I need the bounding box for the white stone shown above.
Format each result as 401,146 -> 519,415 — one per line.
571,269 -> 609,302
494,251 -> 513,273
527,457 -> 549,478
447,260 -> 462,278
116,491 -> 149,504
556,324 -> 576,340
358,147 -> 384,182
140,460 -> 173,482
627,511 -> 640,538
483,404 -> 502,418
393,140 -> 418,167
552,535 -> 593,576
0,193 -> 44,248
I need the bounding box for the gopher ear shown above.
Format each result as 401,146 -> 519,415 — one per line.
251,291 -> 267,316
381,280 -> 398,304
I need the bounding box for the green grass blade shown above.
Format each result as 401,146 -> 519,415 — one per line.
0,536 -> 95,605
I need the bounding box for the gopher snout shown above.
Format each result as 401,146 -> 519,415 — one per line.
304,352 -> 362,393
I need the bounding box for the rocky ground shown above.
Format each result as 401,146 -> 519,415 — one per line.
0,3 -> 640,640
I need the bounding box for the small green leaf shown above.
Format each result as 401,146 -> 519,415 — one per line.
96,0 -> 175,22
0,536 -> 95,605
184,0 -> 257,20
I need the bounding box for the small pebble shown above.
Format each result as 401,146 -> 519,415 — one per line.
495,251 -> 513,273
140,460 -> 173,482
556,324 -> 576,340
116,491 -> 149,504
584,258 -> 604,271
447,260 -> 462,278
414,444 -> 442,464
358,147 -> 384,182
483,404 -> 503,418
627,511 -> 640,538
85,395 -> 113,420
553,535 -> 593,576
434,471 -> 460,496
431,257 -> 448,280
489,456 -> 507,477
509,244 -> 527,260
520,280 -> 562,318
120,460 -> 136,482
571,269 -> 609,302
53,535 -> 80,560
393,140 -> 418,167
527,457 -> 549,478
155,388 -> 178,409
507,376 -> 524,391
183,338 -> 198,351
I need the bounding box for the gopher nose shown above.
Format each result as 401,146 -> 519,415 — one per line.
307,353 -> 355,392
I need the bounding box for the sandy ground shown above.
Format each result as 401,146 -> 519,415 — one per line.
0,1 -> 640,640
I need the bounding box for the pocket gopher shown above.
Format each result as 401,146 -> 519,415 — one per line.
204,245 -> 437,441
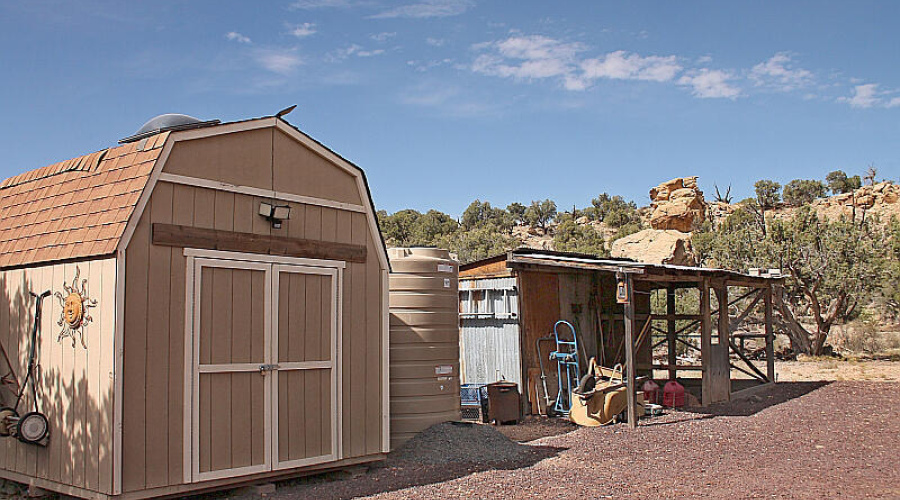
_ _ _ _ _
**SET PROBLEM**
Please write out again the stretch from the start of the records through the line containing "183,338 -> 198,351", requests included, and shift every coordinate in the answers up by 102. Leave the numbers in the requests and their format samples as they are.

**CORRECT RESULT**
I need the bounding box for the white stone shown above.
Format each result as 401,146 -> 519,415 — one per line.
673,371 -> 711,404
596,353 -> 615,375
629,559 -> 651,580
549,362 -> 564,380
218,593 -> 251,606
658,426 -> 678,442
460,249 -> 486,284
242,562 -> 275,584
729,613 -> 742,640
585,506 -> 604,520
495,242 -> 520,269
654,637 -> 695,678
102,295 -> 146,350
I need the bounding box for the gopher ear shown above.
Format each result as 401,146 -> 519,415 — one per line.
353,393 -> 369,418
483,382 -> 500,406
I need the bounding box for the green grass blade shown above.
Format each result as 401,146 -> 519,415 — one per line.
102,638 -> 197,707
I need the bounding box for the gopher snout shown above.
Format each result as 401,146 -> 519,415 — one per line.
406,454 -> 464,495
I need the bounding box for the rocky ground shown above.
Format each result as 401,146 -> 519,415 — one per line.
102,105 -> 742,742
I need the bounding box for the small green leaf shown above.
Format each result as 401,146 -> 519,415 — one per line.
198,102 -> 277,124
102,638 -> 197,707
286,102 -> 359,122
I need the bounding box for the small pebble shown above.
Format each result as 401,146 -> 519,415 — one per line.
597,353 -> 615,375
242,562 -> 275,584
658,426 -> 678,442
218,593 -> 251,606
686,360 -> 706,373
549,362 -> 564,380
516,546 -> 544,566
460,249 -> 486,284
585,506 -> 605,520
729,613 -> 742,640
187,497 -> 215,522
655,637 -> 695,678
536,573 -> 562,598
533,359 -> 550,382
591,558 -> 609,579
611,346 -> 629,362
622,382 -> 664,420
222,562 -> 238,584
673,371 -> 711,404
155,637 -> 182,662
495,242 -> 520,269
629,559 -> 651,580
257,490 -> 280,511
609,478 -> 626,493
285,440 -> 300,453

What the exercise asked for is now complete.